_Page excerpt_
An eye and ear witness has just related to use the following case: A man owned a mother and two children- one girl of seven of eight years old, and the other a babe of nine moths old. While of mother of the black child was at work in the kitchen, her little one crawled about the house for hours, until hungry and weary, it crept into the sitting room where the white mistress was lounging. While there, the little sister of the slave child came through the room, and the babe moaningly put up its hand as she passed, to get taken up from the floor. The mistress interfered and whipped the little pleading hands, and forbade the sister from taking it up.- The child screamed with pain and fright and still stretched the little bare arms to the sister for protection- the mistress still whipping them. The mother heard her babe scream, until her heart could bear it no longer, and coming into the room respectfully told her mistress that it was tired and hungry and begged to be permitted to nurse it. the mistress flew at the mother in a furious passion, and tore the child from her arms, driving her from the room, and punished the child until it became quite quiet from sheer exhaustion- the mother being all this time compelled to listen to the screams of her babe from another room. When the master came in, his wife told him a terrible story of impudence and disobedience of the slave mother, and he gave her a savage whipping because she begged to nurse her own child !

_Input_
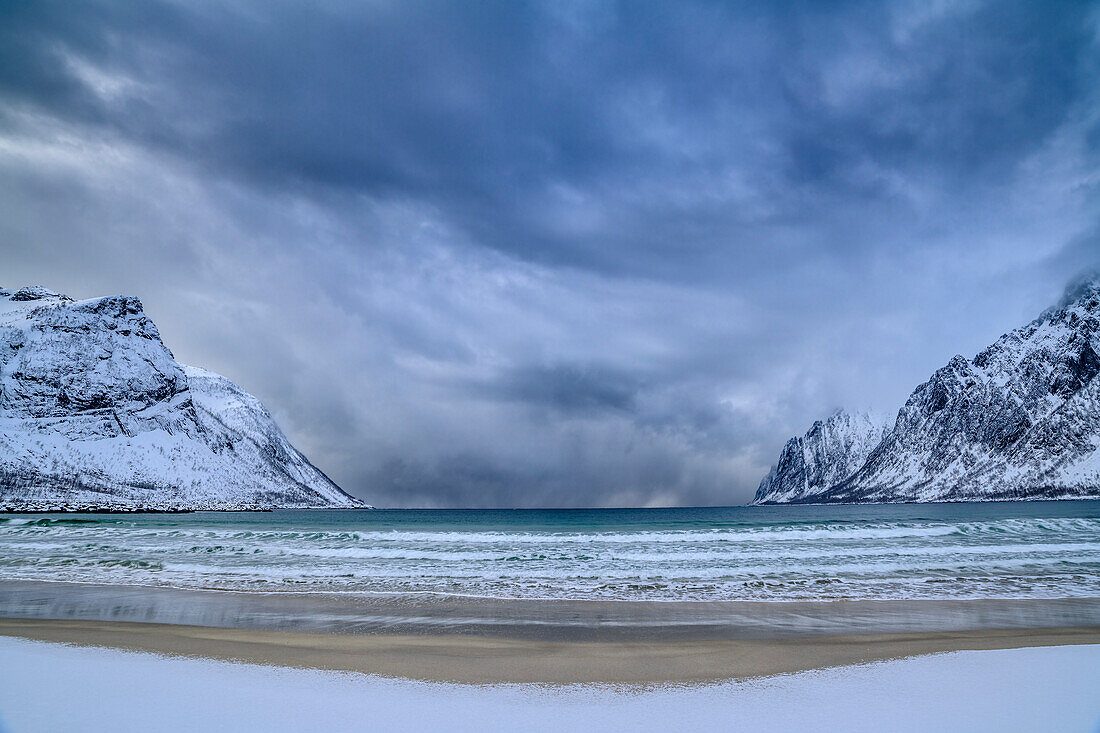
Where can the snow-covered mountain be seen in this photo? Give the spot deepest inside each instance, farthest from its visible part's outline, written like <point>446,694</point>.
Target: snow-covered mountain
<point>96,413</point>
<point>1019,420</point>
<point>831,451</point>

_List of tasks_
a) Name every part of the human body that the account of the slave mother and her babe mentions, listing each one only once.
b) Copy out the lines of the records exactly, without the pictures.

_Solutions to the exercise_
a) eye, ear, hand, arm, heart

b)
Where can the snow-covered mountain be seen in this photo? Give the spot deepest inside each instance, farthest from its visible part's outline, written like <point>446,694</point>.
Target: snow-covered mountain
<point>96,413</point>
<point>1019,420</point>
<point>831,451</point>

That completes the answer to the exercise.